* BEGIN READING PASSAGE *

Mexican Senate appoints Luis Raúl González as new CNDH president

CNDH's new president, Luis Raúl González Pérez. Photo: Milenio.

CNDH’s new president, Luis Raúl González Pérez. Photo: Milenio.

11/30/14 (written by cmolzahn) — The Mexican Senate has selected Luis Raúl González Pérez as the new president of the National Human Rights Commission (Comisión Nacional de los Derechos Humanos, CNDH). González Pérez gained the vast majority of votes, garnering 97 of 107, scoring a decisive victory over fellow candidates Mauricio Farah and Irene Herrerías. He took the oath of office in front of the Senate immediately following the vote.

This was the second time that González Pérez was a finalist for the CNDH presidency; in 2009 he competed with Emilio Álvarez Icaza and eventual CNDH President Raúl Plascencia. Before the Senate, he touted 35 years of public service, including 17 in the education sector. He holds a law degree from the National Autonomous University of Mexico (Universidad Nacional Autónoma de México, UNAM), where he was also a law professor and held various administrative positions. He was also a founding member of the CNDH, serving as investigator general (visitador general) in 1995-1996 where he led the investigation into the murder of 17 people in Aguas Blancas, Guerrero that resulted in a recommendation from the agency that he claims led to the resignation of the state attorney general at the time, Antonio Alcocer Salazar. He also led the program for disappeared persons from the 1970s for the CNDH, as well as the organization’s program for women’s issues, and was general director for indigenous issues and for attention to affronts to journalists. González Pérez’s most high profile work was as the special prosecutor from 1996 to 2001 for the federal Attorney General’s Office (Procuraduría General de la República, PGR) in the case of the murder of presidential candidate Luis Donaldo Colosio. The investigation he led reached the controversial conclusion that there was a lone gunman in the assassination, and that no political or criminal interests were involved in the murder. González Perez’s involvement with the case, as well as perceived ties with the “bureaucratic elite” has led some, particularly the newspaper Proceso, to criticize his appointment to head the CNDH, arguing that he is “too far from the social recognition required of an authentic defender of Human rights,” particularly given Mexico’s current challenges. Moreover, Proceso argues, it was not González Pérez’s investigation of Aguas Blancas for the CNDH that led to Alcocer Salazar, but rather a special investigation by Mexico’s Supreme Court (Suprema Corte de Justicia de la Nación, SCJN); it also discounts his time in charge of the CNDH journalist protection program, leaving only an “accumulation of case files.”

* END READING PASSAGE *

*INSTRUCTION A:* Translate this sentence from the article on the new CNDH president into Spanish: "He took the oath of office in front of the Senate immediately following the vote."

* BEGIN GIVEN ENTRIES *

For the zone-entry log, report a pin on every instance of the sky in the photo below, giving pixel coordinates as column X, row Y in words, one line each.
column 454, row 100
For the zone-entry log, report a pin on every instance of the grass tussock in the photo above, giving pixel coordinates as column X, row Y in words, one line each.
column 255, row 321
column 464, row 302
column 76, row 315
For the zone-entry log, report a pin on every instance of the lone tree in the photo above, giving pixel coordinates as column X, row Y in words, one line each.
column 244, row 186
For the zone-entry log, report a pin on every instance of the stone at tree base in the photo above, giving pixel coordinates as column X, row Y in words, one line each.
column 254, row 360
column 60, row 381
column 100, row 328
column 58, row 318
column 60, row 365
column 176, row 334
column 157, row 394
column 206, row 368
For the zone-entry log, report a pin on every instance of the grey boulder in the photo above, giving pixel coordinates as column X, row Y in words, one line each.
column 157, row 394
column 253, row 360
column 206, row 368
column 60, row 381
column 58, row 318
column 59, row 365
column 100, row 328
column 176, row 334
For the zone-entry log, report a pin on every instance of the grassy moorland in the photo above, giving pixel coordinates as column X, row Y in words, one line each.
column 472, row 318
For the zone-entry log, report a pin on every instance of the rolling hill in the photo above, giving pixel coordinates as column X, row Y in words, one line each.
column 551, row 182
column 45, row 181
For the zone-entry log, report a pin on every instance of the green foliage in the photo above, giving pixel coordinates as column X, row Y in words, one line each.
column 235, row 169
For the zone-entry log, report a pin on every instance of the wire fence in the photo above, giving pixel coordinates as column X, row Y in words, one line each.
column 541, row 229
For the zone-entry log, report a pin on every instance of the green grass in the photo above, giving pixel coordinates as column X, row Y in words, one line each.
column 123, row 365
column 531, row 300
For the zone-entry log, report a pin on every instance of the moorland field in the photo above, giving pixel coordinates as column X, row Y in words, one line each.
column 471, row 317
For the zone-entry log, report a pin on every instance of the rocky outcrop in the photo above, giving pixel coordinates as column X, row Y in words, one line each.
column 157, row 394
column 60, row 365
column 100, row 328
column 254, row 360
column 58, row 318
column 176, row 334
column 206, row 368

* END GIVEN ENTRIES *

*INSTRUCTION B:* Print, unchanged, the lines of the entries from the one containing "of the wire" through the last line of the entries, inclusive.

*EXERCISE SOLUTION A:* Prestó juramento ante el Senado inmediatamente después de la votación.

*EXERCISE SOLUTION B:*
For the zone-entry log, report a pin on every instance of the wire fence in the photo above, giving pixel coordinates as column X, row Y in words, one line each.
column 541, row 229
For the zone-entry log, report a pin on every instance of the green grass in the photo above, giving pixel coordinates as column X, row Y in words, one line each.
column 123, row 365
column 531, row 300
For the zone-entry log, report a pin on every instance of the moorland field in the photo above, giving pixel coordinates as column X, row Y in words, one line each.
column 471, row 317
For the zone-entry log, report a pin on every instance of the rocky outcrop in the photo above, giving pixel coordinates as column X, row Y in words, one line each.
column 157, row 394
column 60, row 365
column 100, row 328
column 254, row 360
column 58, row 318
column 176, row 334
column 206, row 368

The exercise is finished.